[Raw records start]
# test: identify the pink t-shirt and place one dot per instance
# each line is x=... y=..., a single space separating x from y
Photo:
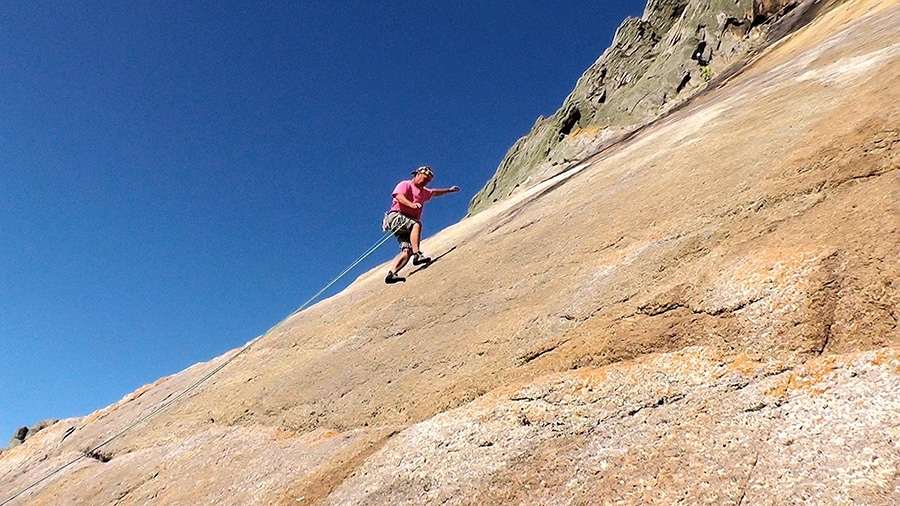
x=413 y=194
[Raw records end]
[Raw records start]
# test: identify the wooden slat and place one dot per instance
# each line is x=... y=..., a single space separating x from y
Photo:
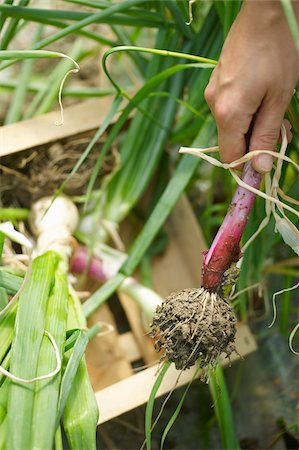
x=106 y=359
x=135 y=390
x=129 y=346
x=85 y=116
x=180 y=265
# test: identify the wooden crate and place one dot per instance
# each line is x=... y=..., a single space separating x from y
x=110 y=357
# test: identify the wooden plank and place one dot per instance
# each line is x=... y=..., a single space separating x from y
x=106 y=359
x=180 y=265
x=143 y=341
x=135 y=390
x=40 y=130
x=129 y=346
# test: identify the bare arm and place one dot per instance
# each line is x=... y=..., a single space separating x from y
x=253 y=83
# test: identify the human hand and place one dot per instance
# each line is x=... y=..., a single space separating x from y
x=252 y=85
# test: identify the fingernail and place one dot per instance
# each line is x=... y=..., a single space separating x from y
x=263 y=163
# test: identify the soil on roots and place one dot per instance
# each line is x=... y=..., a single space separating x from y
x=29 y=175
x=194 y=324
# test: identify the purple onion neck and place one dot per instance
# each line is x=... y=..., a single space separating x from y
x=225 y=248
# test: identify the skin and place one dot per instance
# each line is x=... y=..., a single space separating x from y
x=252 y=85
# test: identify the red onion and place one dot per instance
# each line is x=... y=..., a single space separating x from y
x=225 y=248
[Raw records end]
• [Request]:
Reproduce everything from the line containing "# test: identify the pink" down to the line containing "x=413 y=194", including both of those lines, and omit the pictures from your answer.

• [Output of the exercise]:
# test: identify the pink t-shirt and place one dot per instance
# each line is x=... y=..., a single space separating x from y
Photo:
x=413 y=194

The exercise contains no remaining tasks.